* [Task to complete]
A single number is the whole answer: the tally of lines in the data below that include the word "ferry".

* [The data]

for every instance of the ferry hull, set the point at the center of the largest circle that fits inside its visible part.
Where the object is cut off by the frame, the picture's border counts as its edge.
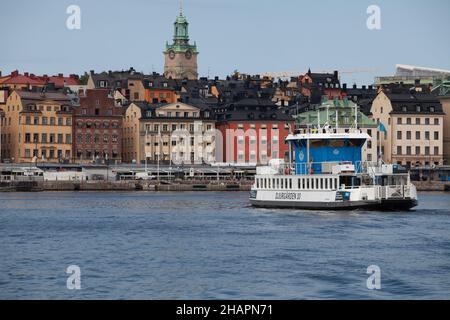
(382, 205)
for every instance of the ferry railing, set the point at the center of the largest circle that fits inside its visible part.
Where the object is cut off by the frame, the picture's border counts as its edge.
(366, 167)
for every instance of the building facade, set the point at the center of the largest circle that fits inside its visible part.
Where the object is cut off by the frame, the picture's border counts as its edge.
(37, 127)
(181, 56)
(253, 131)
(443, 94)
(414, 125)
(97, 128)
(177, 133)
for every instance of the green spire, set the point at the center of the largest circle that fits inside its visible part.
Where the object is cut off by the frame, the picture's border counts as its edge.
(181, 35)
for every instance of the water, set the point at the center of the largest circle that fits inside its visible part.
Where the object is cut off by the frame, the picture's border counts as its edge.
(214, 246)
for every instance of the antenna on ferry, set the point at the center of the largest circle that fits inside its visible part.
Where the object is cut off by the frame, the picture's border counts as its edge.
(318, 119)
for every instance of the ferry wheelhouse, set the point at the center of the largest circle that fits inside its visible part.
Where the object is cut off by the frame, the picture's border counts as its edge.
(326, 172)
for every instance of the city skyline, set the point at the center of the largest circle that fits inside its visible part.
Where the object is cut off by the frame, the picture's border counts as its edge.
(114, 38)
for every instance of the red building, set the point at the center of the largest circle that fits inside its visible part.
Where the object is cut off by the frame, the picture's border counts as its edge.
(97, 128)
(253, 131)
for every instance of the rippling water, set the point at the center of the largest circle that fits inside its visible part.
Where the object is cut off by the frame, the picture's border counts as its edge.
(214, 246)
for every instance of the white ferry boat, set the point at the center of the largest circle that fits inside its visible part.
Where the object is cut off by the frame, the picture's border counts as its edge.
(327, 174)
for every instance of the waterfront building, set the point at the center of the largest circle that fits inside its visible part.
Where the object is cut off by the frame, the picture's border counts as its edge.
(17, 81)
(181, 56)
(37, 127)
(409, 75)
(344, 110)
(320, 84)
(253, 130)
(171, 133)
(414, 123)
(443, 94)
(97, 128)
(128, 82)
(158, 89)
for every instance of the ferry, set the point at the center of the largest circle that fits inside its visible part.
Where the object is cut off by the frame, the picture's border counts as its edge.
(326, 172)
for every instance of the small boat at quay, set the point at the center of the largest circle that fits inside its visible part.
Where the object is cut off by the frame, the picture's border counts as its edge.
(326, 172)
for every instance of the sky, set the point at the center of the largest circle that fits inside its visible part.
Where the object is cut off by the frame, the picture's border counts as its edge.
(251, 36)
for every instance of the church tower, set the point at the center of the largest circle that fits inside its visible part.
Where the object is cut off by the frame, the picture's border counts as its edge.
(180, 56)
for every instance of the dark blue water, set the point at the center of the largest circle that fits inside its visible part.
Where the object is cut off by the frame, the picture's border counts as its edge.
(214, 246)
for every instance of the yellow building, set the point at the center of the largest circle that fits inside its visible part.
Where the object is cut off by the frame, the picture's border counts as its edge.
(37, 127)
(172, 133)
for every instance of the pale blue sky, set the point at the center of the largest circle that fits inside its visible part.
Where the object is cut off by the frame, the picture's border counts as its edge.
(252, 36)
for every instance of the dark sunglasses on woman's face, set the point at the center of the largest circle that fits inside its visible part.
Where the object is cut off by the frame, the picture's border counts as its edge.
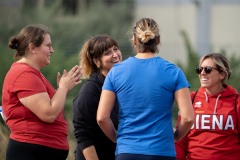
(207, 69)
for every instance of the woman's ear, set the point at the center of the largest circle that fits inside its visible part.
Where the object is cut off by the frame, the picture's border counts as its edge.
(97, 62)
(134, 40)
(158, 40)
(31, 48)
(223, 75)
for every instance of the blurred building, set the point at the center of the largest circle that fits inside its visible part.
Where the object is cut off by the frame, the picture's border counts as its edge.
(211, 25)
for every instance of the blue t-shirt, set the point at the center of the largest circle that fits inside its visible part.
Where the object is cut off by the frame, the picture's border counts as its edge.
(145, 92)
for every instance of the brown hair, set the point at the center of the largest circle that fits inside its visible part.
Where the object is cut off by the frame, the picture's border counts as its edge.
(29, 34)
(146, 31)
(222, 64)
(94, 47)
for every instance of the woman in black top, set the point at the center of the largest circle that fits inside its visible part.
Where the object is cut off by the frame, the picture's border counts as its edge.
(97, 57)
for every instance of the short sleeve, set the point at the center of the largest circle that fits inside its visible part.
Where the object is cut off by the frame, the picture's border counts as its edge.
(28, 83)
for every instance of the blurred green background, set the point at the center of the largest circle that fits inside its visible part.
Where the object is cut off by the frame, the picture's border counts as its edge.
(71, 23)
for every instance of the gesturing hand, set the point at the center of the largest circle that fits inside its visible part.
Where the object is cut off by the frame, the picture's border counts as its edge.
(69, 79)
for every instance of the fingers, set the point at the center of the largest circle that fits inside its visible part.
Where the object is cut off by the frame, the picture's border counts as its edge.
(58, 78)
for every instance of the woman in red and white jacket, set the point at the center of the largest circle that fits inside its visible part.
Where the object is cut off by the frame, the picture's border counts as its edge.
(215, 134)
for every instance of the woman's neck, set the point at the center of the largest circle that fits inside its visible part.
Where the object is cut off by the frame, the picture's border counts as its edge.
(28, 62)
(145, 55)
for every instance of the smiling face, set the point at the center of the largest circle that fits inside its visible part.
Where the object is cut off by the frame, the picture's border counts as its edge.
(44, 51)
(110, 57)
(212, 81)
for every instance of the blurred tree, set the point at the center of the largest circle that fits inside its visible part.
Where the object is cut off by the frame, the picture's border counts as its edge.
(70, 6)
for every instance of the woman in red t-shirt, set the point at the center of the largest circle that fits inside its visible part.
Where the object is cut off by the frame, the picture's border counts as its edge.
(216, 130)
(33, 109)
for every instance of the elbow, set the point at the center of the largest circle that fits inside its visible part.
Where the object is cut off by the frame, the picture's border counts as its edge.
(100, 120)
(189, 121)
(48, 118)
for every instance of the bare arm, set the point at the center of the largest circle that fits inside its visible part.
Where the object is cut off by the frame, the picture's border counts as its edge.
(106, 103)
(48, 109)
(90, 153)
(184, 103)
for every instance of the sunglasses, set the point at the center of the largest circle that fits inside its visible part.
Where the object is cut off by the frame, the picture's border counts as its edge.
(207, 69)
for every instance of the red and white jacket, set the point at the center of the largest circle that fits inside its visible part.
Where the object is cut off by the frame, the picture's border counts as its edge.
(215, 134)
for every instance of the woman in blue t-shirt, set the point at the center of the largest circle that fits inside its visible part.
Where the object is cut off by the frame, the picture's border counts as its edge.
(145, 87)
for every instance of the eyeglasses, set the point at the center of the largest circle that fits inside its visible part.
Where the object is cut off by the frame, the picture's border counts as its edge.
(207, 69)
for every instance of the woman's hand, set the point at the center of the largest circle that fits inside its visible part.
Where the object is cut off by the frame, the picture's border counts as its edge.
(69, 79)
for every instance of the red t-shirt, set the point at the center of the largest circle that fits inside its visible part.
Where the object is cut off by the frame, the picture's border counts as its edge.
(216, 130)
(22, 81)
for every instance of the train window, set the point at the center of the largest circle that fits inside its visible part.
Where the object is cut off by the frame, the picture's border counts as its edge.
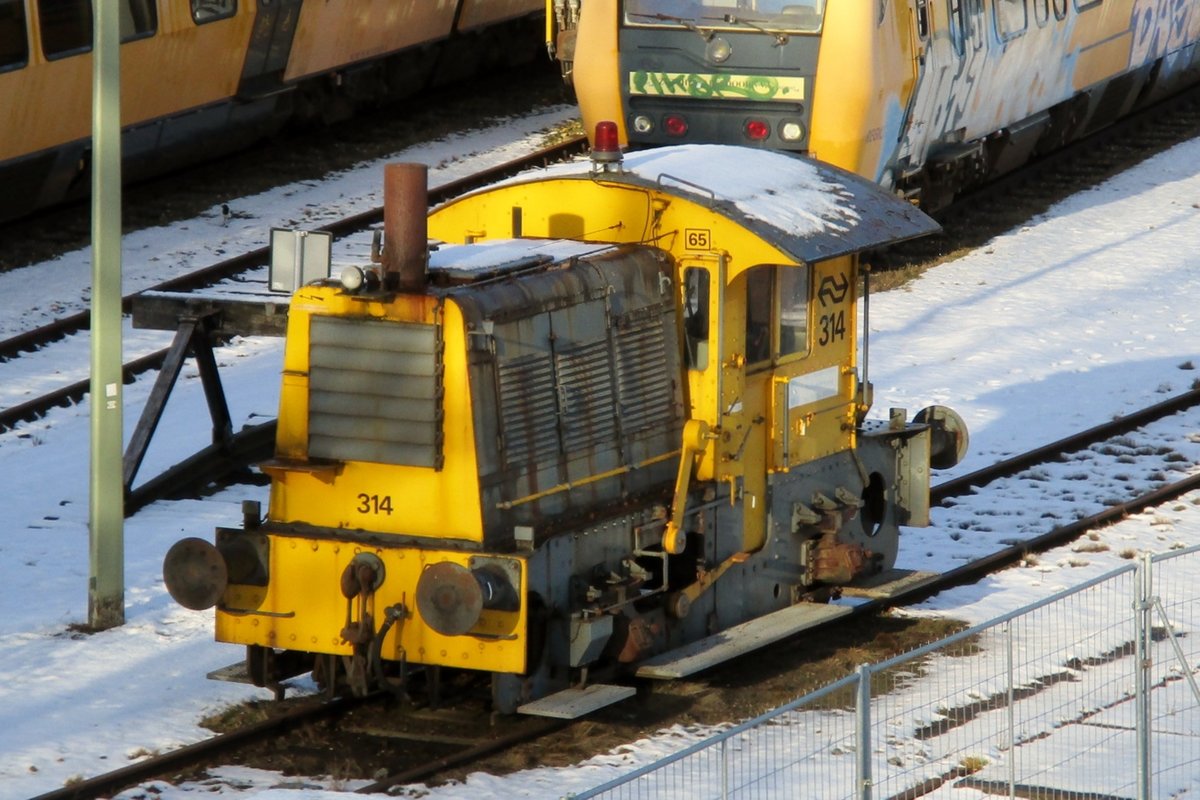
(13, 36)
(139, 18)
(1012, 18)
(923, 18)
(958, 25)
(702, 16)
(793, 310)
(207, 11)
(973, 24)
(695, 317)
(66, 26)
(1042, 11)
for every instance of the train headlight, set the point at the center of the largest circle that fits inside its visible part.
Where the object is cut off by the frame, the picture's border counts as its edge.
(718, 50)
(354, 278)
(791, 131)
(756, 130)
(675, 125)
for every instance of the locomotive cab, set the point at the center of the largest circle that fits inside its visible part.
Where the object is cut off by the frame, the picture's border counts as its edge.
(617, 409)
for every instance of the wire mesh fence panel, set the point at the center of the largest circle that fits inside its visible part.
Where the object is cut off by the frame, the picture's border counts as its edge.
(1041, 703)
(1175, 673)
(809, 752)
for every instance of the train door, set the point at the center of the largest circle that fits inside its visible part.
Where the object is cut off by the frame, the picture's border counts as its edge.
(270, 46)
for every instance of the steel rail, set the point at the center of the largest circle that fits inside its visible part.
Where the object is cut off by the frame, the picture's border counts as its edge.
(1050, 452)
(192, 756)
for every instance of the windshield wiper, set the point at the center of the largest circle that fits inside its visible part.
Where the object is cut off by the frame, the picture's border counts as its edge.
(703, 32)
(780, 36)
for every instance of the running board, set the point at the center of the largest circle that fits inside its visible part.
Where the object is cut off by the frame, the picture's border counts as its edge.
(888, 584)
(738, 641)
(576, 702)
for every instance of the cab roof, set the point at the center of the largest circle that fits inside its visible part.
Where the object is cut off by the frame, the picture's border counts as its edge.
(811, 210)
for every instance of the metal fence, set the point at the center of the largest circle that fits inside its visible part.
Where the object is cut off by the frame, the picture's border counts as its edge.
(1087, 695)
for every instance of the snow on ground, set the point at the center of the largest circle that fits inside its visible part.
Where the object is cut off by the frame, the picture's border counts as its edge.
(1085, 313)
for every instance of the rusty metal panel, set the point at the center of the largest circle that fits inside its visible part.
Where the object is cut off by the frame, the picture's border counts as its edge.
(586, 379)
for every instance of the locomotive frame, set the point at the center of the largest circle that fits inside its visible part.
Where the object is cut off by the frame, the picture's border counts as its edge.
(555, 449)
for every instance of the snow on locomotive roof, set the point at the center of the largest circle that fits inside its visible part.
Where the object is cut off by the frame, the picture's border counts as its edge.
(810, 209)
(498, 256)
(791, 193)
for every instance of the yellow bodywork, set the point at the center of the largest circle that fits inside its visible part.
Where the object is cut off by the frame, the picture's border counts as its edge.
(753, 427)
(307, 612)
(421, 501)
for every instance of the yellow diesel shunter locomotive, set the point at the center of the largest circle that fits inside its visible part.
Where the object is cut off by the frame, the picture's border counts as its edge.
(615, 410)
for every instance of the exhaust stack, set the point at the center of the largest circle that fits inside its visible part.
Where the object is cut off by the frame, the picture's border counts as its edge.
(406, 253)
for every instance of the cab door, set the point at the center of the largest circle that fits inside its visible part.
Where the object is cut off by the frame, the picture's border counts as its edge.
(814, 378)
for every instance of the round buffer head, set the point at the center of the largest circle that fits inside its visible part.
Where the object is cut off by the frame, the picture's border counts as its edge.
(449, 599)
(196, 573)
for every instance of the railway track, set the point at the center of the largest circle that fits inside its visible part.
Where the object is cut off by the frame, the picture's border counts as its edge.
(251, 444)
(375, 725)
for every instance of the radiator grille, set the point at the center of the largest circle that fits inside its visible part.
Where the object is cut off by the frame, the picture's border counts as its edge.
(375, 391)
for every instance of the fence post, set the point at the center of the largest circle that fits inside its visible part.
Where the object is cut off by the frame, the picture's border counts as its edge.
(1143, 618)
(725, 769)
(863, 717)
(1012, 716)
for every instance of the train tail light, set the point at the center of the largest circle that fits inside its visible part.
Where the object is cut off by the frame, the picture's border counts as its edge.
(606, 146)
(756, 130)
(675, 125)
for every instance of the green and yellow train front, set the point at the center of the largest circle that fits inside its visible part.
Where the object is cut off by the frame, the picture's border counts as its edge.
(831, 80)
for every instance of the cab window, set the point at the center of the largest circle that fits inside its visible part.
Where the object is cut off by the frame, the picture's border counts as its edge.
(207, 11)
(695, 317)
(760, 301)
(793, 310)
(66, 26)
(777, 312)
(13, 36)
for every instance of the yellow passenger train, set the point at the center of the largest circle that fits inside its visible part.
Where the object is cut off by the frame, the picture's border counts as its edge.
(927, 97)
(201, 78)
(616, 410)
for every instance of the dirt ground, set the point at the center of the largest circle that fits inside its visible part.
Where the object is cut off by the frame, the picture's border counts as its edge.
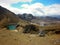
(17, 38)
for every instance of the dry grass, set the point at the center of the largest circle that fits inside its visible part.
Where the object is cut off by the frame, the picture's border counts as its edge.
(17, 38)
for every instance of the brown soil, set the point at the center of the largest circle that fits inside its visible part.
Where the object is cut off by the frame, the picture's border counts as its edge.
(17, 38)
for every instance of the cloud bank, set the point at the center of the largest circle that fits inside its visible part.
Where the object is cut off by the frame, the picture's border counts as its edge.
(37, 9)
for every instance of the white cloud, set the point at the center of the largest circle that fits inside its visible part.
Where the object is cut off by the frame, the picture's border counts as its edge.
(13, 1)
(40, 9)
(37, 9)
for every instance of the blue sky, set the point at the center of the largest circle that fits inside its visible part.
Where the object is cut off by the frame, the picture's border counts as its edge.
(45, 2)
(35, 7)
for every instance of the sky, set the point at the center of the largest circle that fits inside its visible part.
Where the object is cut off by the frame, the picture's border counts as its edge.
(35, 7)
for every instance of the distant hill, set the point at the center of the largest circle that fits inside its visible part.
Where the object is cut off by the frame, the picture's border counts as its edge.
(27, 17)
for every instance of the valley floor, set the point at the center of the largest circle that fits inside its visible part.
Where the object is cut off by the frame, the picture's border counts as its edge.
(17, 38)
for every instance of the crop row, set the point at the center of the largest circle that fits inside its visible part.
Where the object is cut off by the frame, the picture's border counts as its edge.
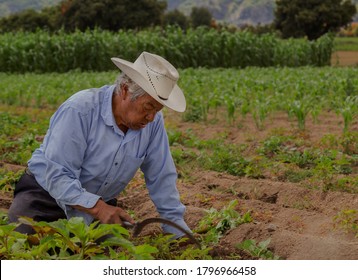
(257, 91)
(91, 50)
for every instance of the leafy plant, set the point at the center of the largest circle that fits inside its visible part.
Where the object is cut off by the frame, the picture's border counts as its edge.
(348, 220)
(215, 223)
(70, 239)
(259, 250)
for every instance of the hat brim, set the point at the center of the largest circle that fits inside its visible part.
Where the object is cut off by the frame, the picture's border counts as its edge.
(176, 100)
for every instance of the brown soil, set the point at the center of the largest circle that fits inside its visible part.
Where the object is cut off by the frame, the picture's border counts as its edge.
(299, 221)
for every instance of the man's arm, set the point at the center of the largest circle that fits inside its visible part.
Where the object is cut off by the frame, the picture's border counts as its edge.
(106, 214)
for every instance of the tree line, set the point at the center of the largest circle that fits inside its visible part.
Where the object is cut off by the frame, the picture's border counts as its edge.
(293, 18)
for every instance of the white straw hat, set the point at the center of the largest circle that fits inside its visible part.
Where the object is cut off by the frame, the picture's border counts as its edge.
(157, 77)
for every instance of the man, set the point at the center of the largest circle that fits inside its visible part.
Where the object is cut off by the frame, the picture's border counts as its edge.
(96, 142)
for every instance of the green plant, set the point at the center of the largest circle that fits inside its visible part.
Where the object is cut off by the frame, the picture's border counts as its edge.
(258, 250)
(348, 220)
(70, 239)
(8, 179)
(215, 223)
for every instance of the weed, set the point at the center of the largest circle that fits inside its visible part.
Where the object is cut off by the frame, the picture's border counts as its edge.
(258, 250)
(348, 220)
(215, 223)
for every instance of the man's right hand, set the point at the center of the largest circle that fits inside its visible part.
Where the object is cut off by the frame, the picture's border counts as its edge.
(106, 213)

* [Final answer]
6